══ Data for this exercise
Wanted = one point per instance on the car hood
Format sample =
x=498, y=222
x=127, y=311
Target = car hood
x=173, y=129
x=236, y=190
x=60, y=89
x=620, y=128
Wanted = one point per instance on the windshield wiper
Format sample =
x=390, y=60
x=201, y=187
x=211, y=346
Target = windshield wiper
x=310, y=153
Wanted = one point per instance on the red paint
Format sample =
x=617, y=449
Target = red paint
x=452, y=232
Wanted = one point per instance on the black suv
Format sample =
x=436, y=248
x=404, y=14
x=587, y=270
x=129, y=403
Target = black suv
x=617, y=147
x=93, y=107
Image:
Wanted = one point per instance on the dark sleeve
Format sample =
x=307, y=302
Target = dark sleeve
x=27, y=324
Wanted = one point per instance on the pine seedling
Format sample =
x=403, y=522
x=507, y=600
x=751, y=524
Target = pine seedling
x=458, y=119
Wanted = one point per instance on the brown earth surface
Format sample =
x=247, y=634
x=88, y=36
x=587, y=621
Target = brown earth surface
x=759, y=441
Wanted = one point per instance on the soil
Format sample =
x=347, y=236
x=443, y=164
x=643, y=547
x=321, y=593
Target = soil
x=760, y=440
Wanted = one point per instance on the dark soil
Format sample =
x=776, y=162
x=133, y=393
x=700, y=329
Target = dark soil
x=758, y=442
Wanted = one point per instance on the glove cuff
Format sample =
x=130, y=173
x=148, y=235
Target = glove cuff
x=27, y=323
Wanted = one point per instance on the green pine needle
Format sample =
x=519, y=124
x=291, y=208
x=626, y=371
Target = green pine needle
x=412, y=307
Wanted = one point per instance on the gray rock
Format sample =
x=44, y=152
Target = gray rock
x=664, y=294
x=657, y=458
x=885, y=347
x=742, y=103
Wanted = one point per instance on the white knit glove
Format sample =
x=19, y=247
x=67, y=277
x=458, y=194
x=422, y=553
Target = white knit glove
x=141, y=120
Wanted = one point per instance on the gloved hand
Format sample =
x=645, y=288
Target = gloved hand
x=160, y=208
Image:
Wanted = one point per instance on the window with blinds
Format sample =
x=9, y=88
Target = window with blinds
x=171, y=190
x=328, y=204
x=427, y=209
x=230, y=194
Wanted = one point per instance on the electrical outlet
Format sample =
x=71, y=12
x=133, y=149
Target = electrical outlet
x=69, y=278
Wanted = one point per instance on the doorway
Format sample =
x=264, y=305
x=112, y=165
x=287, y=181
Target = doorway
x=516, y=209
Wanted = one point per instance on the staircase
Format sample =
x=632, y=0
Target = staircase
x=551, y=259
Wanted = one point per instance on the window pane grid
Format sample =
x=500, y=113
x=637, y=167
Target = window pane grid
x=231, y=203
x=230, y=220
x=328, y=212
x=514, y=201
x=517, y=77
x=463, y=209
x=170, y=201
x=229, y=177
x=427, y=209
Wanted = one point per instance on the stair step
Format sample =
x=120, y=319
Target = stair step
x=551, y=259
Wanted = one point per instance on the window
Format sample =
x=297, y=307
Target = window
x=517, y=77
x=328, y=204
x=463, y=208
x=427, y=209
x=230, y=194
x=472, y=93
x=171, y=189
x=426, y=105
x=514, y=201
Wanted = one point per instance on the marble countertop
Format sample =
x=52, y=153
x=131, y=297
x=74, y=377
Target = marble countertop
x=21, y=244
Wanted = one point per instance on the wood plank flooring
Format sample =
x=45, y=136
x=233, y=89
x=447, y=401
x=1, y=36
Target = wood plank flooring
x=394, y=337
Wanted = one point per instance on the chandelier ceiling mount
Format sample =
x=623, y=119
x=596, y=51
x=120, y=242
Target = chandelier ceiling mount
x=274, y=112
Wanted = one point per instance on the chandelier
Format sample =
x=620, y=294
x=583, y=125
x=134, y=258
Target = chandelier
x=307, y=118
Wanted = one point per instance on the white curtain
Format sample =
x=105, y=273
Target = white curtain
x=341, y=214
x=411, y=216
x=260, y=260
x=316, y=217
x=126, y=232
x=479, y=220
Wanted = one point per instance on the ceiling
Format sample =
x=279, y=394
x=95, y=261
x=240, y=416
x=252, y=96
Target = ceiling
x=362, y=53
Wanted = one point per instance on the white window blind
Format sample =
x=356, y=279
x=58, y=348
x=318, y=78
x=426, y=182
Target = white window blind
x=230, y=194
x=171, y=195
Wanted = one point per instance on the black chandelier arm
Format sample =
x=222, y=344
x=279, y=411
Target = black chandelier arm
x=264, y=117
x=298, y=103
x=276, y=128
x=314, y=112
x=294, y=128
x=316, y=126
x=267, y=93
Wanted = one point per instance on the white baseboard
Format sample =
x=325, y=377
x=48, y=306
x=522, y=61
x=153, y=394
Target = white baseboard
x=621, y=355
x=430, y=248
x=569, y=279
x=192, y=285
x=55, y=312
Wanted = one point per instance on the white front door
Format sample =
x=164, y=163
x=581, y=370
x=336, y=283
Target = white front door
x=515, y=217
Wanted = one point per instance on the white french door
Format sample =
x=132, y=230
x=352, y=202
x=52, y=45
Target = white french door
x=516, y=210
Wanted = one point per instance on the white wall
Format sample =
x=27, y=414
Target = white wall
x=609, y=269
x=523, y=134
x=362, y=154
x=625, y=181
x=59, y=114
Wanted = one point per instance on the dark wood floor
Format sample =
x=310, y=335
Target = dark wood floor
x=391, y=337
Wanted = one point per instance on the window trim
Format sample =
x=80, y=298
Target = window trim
════
- **What you have to do**
Turn the lines into a JSON list of strings, one string per line and no blank lines, starting with the line that contains "Wanted = one point per instance on the glove cuff" and going on through the line that contains "x=160, y=208".

- **Reply**
[
  "Wanted = one point per instance on the glove cuff",
  "Format sample =",
  "x=130, y=173",
  "x=148, y=235",
  "Target = glove cuff",
  "x=27, y=323",
  "Wanted = one point per instance on the green pine needle",
  "Format sample =",
  "x=519, y=124",
  "x=291, y=208",
  "x=626, y=371",
  "Target = green pine needle",
  "x=412, y=307",
  "Wanted = one point per instance on the gray rock",
  "Format sample =",
  "x=44, y=152",
  "Target = gray rock",
  "x=664, y=294",
  "x=657, y=458",
  "x=885, y=347",
  "x=742, y=103",
  "Wanted = one point per instance on the white knit glove",
  "Format sample =",
  "x=19, y=247",
  "x=67, y=277",
  "x=458, y=194",
  "x=422, y=553",
  "Target = white knit glove",
  "x=141, y=120",
  "Wanted = one point per instance on the gloved hand",
  "Format sample =",
  "x=645, y=288",
  "Target = gloved hand",
  "x=160, y=208"
]